=== Work instructions ===
1) Using the Aleph installation guide below, mark each statement yes or no and quote the words of the guide that decide it: (a) In developer mode, the host machine's file system can be reached inside Aleph's docker container at /host. (b) Developer mode uses docker-compose.yml as its configuration file. (c) The guide says to rename aleph.env.tmpl to aleph.env.
2) Answer these questions from the Aleph installation guide below:
(a) Which two tools must be installed before you continue?
(b) What URL does the clone command use for the source code?
(c) What tool wraps most developer mode commands?

=== Document segment ===
++++++++++++++++++++

Aleph

Installing Aleph

Below you will find the installation steps on how to install Aleph.

Prerequisites

Aleph requires multiple services to operate. It uses Docker containers to make it easier for development and deployments. Before we continue, you will need to have Docker and docker-compose installed. Please refer to their manual to learn how to set up Docker and docker-compose.

Developer setup

This section describes how to set up Aleph for software development. Developer mode disables many security measures and it not meant to be used for internet-facing uses, Production deployment is needed instead.

What is developer mode?

Developer mode is a docker configuration for Aleph which makes it easy to do software development and debug the tool without having to install its dependencies on your host machine. These are the features of developer mode:

  • The code for the backend (api) server and the React frontend will automatically reload to reflect any changes you make in your working copy while the application is running.
  • Both backend and frontend will operate in debug mode and give more verbose error messages when a problem occurs.
  • The host machine’s file system will be accessible from within Aleph’s docker container at /host.

Developer mode overrides the configuration file for docker-compose, using docker-compose.dev.yml instead of docker-compose.yml. This is done by wrapping most developer mode commands using make.

Getting started

As a first step, check out the source code of Aleph from GitHub:

# Use the SSH URL if you have commit access:
git clone https://github.com/alephdata/aleph.git
cd aleph/

Once the code is downloaded, find the file called aleph.env.tmpl in the base directory. This is a template of the configuration file. Make a copy of this file named aleph.env and define settings for your local instance. Check the configuration section for more information regarding the available options.

++++++++++++++++++++

=== Stored records ===

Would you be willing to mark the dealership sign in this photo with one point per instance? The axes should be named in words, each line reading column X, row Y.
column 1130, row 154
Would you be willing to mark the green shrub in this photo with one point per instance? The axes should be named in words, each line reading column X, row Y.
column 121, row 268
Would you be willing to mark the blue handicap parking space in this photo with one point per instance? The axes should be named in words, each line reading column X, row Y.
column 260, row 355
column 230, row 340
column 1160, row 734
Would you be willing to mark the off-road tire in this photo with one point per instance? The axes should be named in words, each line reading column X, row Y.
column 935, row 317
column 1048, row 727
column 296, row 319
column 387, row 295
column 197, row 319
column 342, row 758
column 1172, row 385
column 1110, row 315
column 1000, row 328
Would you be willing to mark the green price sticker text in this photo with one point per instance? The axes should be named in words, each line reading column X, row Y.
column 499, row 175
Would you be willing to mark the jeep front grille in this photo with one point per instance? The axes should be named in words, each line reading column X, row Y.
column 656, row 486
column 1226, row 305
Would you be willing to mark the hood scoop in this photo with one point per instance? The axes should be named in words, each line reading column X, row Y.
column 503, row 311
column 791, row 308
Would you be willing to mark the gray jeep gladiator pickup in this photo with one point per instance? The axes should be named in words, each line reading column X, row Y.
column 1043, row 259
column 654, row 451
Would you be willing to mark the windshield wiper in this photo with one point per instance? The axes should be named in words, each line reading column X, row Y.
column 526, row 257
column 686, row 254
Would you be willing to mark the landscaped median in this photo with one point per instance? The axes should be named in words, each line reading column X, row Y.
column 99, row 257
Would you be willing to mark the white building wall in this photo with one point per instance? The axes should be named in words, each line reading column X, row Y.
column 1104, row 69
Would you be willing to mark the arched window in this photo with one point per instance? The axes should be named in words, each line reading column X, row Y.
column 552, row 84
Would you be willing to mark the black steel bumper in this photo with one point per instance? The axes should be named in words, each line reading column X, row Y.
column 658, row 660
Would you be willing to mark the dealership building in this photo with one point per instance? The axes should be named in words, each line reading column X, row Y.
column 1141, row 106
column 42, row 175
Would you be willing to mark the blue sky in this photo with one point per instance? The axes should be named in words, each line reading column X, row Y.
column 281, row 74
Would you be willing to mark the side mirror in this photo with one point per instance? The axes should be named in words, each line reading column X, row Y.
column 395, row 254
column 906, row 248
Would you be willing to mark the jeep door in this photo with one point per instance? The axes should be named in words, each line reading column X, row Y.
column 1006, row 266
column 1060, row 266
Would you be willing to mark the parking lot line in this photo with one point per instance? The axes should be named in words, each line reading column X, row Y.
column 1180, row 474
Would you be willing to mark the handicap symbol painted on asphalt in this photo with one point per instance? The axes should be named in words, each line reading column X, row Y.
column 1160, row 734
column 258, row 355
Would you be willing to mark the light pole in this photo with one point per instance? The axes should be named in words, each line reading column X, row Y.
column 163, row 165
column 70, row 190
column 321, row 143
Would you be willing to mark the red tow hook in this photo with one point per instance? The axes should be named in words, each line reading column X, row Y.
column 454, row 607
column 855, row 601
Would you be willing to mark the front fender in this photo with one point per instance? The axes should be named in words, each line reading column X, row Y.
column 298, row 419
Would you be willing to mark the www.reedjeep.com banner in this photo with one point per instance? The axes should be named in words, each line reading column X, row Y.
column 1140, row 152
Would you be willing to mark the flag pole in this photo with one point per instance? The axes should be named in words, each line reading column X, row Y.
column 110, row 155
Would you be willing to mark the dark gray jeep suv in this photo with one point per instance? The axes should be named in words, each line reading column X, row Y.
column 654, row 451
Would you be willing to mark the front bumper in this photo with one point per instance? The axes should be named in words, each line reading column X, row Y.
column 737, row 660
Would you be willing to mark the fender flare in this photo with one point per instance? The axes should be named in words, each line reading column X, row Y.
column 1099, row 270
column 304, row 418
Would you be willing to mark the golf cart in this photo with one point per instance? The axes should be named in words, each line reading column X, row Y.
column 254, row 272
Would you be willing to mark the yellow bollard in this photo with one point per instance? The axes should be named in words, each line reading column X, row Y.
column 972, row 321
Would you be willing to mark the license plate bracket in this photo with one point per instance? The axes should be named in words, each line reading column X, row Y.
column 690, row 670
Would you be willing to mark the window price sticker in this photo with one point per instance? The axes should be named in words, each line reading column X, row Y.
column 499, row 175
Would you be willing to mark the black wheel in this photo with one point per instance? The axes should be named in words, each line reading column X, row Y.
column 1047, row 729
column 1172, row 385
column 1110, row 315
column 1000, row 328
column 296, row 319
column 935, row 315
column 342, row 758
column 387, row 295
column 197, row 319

++++++++++++++++++++

=== Solutions to the tasks ===
1)
(a) Yes: "The host machine’s file system will be accessible from within Aleph’s docker container at /host."
(b) No: "using docker-compose.dev.yml instead of docker-compose.yml"
(c) No: "Make a copy of this file named aleph.env"

2)
(a) Docker and docker-compose
(b) https://github.com/alephdata/aleph.git
(c) make